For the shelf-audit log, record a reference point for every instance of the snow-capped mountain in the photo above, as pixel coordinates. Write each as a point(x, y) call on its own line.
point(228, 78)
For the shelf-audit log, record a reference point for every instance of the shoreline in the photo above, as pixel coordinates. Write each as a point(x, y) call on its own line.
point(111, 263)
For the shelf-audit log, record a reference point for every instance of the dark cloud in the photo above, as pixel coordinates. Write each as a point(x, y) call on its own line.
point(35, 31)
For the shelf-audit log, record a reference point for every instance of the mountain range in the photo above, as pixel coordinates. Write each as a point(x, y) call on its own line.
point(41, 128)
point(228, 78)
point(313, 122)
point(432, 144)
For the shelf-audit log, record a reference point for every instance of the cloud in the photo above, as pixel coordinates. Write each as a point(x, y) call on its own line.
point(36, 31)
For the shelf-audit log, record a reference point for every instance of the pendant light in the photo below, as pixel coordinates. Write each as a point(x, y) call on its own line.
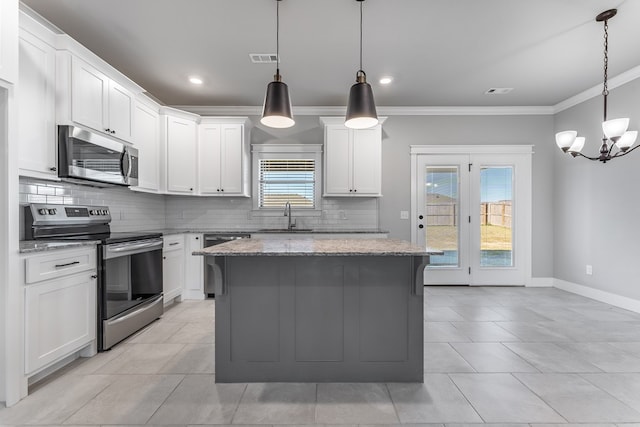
point(361, 109)
point(276, 112)
point(614, 130)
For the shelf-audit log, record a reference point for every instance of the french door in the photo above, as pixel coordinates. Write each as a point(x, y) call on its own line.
point(475, 207)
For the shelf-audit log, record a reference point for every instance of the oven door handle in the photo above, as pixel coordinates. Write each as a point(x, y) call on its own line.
point(124, 249)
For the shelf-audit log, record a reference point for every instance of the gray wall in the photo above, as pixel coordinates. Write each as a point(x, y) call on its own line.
point(596, 205)
point(399, 132)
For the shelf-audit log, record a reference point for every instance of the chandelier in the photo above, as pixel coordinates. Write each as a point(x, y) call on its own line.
point(617, 140)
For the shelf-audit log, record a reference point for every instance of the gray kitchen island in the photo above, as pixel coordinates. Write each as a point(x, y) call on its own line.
point(307, 310)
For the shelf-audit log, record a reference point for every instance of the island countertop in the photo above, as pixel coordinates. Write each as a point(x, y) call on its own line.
point(316, 247)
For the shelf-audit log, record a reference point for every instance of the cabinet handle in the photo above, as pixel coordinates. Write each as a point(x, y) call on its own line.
point(67, 264)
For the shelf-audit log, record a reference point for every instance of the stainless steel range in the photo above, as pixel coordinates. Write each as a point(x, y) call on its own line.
point(129, 265)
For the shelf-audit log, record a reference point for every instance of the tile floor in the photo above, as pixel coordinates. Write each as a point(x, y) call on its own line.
point(496, 356)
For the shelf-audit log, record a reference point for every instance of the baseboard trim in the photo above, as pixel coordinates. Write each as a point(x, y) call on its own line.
point(540, 282)
point(598, 295)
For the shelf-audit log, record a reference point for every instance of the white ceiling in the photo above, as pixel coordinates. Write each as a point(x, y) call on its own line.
point(440, 52)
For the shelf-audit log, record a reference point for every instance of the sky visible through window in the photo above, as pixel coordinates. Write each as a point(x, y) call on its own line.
point(496, 183)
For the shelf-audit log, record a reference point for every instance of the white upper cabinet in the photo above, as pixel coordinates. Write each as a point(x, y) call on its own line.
point(36, 107)
point(223, 157)
point(180, 138)
point(9, 40)
point(352, 160)
point(100, 103)
point(146, 134)
point(89, 97)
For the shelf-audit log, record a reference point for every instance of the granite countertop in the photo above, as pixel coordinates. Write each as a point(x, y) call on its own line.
point(30, 246)
point(314, 247)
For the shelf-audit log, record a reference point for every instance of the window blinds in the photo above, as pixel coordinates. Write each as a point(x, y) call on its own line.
point(287, 180)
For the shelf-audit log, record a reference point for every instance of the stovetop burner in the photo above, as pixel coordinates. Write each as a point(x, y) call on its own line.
point(66, 222)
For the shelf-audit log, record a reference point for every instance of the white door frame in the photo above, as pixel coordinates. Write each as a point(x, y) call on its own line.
point(524, 197)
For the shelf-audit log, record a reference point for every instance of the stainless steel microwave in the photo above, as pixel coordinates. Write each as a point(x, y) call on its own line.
point(89, 158)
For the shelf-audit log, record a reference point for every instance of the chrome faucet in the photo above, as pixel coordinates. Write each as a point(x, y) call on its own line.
point(287, 212)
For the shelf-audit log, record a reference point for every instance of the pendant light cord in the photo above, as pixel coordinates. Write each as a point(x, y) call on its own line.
point(361, 1)
point(605, 87)
point(277, 37)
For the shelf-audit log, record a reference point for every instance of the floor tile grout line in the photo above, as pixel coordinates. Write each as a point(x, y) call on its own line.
point(582, 375)
point(235, 411)
point(465, 398)
point(166, 398)
point(540, 397)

REQUIREMENT —
Reproduce the listing above exactly from the line containing "of the chrome" through its last line, with both of those lines included.

ANSWER TO THE TASK —
For the shelf-audit log, record a reference point for every instance of the chrome faucet in the photo above, as pixel coordinates. Write each as a point(x, y) call on its own line.
point(287, 212)
For the shelf-audit log, record a reference point for every instance of the pendant light cord in the photo above, as pixel coordinates. Write each as a point(x, y) call on its own line.
point(361, 1)
point(605, 87)
point(277, 37)
For the shelf-audit log, record a reference point for every instance of the floor tile grout line in the photo above, as pixel coordinates. Write each as a point(x, y) call on its own line.
point(582, 375)
point(235, 411)
point(465, 398)
point(166, 398)
point(540, 397)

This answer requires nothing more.